- _SUPPLIED PASSAGE_
Dutch pig farmers on alert after Belgian boar die of African Swine Fever

A wild boar in the Veluwe heather fields. Photo: Depositphotos.com

Pig farmers in the Netherlands are on the alert after two wild boar in Belgium were found to have died of the deadly African Swine Fever virus.

The disease is very infectious to pigs and boar but does not affect humans. The two dead boar were discovered in the Belgian province of Luxemburg, close to the French and Luxembourg borders.

There is no specific treatment or vaccine against the disease but local officials have taken measures to prevent any spread which affect both local pig farms and hunters.

‘This is a serious situation for Belgium,’ said Dutch agriculture minister Carola Schouten. ‘We are keeping a close eye on the situation and will check if we have sufficient preventative measures in place. But there is no increased risk in the Netherlands.’

The disease has been a problem in eastern European countries for some time and is now spreading west. It can be transferred from animal to animal by direct contact or via infected food and equipment, such as boots or lorries.


Transport companies bringing pigs to the Netherlands from countries where the disease has been identified are put through extra cleaning processes at the border and the Dutch wild boar population is also monitored, the minister said.

Pig farmers in the Netherlands say the threat of African Swine Fever taking hold in the Netherlands is an additional reason to increase the cull of wild boar. This is especially the case in Noord-Brabant, where many pig farmers are located and where there is a ‘zero tolerance’ policy for the animals.

Wild boar are officially only allowed to live in three parts of the Netherlands – the Veluwe nature reserve and two places in Limburg.

Thousands of boar are shot dead in the Veluwe region every year in an effort to keep the population under control and stop the animals spreading into other areas.

- _WHAT IS BEING ASKED_
Answer these questions from the swine fever article:
(a) In which Belgian province were the two dead boar found?
(b) Which Dutch province has a "zero tolerance" policy for wild boar?
(c) In which three parts of the Netherlands are wild boar officially allowed to live?
The swine fever article has no connection to the lines.

- _DATA PROVIDED_
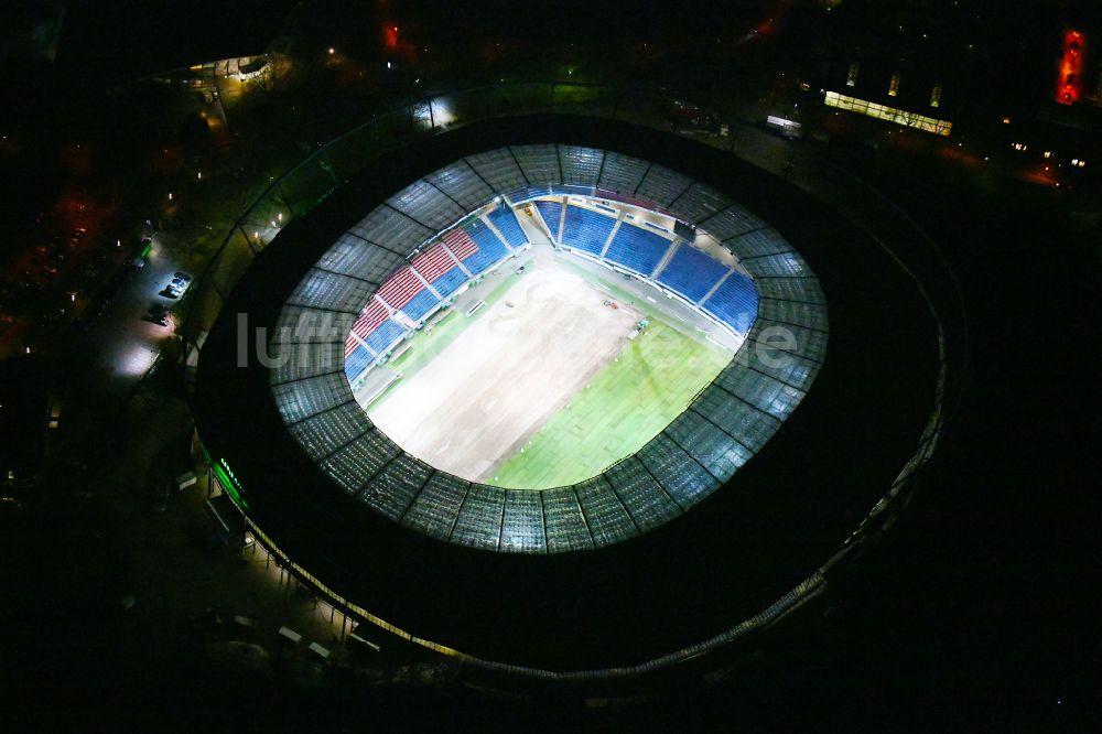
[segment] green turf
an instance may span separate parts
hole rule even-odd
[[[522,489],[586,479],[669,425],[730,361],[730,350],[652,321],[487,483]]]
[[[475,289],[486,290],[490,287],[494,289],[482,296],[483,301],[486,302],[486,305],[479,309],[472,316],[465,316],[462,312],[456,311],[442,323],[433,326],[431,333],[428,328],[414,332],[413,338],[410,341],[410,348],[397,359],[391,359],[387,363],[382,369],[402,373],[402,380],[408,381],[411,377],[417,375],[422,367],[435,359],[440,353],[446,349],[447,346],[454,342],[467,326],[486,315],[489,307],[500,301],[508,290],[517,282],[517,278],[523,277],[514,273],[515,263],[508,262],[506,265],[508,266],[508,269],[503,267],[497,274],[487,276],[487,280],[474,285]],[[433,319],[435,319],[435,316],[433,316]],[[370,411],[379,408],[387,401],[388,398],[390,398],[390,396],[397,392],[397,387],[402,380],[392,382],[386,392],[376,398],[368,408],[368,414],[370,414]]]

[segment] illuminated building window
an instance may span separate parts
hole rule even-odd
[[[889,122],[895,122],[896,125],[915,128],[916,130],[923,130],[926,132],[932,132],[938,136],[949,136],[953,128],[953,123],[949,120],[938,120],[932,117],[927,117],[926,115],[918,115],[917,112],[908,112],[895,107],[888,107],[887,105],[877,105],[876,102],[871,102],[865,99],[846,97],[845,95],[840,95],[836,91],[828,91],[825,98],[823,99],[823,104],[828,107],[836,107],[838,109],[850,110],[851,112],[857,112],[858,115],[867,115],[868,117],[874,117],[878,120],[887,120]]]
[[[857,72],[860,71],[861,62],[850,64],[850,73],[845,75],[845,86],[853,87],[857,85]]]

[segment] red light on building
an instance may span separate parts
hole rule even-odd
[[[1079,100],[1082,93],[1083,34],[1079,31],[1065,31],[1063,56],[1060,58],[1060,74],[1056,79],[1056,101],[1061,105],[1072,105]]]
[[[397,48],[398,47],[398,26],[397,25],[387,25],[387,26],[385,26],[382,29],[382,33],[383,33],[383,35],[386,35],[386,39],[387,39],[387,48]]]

--

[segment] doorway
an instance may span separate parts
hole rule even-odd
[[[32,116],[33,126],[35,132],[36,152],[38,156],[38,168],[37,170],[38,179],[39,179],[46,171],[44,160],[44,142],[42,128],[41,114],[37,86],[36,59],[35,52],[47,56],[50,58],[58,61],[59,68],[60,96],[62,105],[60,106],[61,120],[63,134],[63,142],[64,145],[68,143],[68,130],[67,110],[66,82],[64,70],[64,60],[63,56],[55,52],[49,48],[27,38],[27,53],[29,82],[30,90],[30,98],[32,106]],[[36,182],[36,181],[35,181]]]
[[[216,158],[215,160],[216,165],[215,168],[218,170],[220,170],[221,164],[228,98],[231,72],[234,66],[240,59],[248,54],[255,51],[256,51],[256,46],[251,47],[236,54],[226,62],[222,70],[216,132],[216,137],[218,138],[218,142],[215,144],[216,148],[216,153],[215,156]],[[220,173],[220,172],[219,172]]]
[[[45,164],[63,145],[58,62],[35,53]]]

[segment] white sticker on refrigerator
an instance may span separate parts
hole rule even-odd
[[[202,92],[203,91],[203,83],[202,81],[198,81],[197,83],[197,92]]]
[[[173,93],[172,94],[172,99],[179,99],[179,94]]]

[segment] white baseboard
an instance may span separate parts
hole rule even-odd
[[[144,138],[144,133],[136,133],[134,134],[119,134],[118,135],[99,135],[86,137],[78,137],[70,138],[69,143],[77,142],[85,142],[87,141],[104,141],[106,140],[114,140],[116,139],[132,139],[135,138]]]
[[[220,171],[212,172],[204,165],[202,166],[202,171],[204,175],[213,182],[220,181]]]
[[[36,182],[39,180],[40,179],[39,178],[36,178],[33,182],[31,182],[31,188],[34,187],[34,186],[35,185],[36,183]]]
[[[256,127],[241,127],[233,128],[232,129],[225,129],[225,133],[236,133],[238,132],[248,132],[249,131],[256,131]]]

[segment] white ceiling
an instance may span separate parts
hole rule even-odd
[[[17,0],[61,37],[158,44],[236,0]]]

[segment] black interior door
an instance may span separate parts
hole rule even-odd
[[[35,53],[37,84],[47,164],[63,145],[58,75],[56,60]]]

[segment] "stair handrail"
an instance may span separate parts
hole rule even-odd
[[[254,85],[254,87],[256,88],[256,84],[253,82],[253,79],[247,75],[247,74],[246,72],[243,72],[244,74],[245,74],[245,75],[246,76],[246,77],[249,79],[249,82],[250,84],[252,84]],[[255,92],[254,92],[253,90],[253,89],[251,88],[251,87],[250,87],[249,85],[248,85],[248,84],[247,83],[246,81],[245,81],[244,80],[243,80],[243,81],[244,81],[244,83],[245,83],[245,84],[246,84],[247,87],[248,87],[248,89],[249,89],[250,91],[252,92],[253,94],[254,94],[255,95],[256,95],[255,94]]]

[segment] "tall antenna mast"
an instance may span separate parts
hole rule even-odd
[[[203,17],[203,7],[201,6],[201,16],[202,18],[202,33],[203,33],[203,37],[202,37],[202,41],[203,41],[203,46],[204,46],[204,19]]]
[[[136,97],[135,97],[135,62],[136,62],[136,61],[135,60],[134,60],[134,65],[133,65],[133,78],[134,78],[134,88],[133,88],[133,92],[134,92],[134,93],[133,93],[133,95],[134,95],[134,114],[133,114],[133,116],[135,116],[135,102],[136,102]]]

* * *

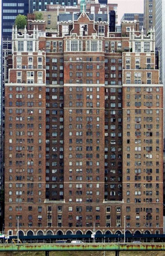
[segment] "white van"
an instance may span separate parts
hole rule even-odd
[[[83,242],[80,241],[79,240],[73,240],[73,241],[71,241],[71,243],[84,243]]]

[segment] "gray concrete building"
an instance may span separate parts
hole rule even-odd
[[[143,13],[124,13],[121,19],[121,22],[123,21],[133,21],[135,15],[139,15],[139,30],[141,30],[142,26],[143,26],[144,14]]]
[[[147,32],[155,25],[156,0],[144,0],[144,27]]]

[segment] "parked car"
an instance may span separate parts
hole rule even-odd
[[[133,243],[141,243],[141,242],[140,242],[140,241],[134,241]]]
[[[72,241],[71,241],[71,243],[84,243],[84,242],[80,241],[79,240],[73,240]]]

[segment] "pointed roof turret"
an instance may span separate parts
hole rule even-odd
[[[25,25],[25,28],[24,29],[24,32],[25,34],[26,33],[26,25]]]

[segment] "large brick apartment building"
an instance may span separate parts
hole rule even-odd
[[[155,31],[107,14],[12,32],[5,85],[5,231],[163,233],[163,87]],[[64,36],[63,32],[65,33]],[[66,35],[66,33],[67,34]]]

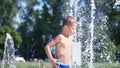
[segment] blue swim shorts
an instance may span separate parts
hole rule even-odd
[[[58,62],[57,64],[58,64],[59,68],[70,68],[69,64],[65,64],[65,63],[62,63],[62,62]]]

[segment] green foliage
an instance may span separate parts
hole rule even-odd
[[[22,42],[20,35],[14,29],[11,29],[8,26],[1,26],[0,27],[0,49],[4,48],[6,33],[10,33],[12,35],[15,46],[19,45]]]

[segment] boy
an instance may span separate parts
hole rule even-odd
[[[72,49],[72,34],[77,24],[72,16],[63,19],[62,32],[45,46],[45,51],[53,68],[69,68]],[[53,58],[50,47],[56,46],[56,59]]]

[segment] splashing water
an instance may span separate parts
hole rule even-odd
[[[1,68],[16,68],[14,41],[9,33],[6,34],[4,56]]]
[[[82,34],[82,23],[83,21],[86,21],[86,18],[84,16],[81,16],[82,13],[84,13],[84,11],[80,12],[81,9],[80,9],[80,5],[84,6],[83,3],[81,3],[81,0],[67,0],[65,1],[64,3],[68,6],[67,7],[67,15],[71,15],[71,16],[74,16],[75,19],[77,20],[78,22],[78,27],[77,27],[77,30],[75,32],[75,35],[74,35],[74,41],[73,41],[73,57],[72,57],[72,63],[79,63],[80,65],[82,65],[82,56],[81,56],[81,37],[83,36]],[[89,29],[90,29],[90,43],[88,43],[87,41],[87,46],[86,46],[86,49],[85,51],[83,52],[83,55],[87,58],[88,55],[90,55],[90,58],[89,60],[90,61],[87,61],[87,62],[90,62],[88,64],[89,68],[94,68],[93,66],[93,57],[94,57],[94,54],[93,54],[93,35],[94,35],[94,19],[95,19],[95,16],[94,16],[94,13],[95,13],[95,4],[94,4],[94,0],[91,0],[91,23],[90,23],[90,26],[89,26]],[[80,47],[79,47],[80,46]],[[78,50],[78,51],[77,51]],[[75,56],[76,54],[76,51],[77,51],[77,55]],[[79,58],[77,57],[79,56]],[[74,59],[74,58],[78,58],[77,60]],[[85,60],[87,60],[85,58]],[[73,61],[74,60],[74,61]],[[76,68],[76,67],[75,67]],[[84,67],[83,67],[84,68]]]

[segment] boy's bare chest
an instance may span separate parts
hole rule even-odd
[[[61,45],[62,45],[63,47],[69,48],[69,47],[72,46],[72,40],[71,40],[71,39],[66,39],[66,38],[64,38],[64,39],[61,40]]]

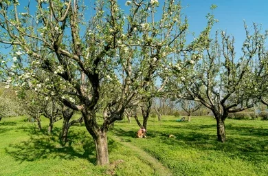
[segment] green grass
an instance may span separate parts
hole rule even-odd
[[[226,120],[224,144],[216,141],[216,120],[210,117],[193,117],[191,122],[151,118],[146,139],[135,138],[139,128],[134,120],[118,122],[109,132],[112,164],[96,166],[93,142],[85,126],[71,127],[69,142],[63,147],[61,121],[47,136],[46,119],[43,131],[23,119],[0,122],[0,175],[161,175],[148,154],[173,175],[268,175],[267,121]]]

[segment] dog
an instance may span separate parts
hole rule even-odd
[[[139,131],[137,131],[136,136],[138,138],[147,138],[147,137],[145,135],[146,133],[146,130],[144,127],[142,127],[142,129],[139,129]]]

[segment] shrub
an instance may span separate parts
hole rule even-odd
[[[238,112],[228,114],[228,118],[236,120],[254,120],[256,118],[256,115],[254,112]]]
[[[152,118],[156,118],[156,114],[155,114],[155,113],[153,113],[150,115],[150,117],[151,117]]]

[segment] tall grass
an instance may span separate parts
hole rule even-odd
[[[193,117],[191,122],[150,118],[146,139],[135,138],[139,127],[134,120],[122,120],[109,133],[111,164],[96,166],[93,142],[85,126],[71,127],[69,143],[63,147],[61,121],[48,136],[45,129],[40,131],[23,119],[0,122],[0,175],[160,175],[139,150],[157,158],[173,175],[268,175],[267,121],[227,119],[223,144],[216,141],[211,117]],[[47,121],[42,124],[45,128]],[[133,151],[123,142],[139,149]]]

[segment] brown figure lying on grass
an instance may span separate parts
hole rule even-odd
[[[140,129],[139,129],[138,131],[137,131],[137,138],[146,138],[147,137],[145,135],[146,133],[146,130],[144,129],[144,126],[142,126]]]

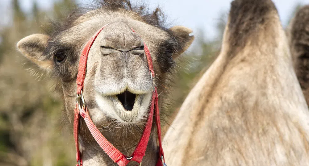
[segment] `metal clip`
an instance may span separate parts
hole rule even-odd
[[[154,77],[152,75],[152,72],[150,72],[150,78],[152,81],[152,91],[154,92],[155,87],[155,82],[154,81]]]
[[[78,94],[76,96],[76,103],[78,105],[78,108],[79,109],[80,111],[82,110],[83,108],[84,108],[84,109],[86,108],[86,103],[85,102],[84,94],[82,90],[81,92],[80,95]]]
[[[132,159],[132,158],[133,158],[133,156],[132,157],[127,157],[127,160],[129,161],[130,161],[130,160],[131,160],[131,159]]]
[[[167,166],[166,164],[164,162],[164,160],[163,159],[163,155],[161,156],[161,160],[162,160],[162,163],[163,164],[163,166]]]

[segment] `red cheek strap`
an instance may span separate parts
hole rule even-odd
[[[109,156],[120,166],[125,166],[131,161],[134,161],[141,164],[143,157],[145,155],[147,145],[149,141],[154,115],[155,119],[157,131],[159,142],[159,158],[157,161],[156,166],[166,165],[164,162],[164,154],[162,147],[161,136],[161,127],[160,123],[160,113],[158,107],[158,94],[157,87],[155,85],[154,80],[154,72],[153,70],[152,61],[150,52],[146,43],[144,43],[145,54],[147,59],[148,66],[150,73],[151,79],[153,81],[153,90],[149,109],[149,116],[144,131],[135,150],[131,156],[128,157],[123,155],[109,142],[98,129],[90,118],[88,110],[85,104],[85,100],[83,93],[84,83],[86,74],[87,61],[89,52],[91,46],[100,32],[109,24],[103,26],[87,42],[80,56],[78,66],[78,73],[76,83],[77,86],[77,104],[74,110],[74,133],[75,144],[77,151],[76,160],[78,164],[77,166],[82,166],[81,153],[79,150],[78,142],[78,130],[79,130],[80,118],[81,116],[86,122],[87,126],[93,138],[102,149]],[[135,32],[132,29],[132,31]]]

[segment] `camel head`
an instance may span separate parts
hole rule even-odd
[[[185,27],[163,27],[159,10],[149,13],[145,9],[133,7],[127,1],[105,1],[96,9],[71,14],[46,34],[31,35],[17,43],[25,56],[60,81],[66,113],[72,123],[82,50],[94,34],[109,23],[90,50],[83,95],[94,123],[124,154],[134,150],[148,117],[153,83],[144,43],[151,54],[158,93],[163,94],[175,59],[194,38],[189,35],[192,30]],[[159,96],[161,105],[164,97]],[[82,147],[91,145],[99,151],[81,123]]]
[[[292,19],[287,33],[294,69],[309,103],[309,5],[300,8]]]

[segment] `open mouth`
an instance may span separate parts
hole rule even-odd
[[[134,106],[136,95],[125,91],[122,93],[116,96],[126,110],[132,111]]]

- _SOLUTION TO THE EXERCISE_
(a) Luxemburg, close to the French and Luxembourg borders.
(b) Noord-Brabant.
(c) The Veluwe nature reserve and two places in Limburg.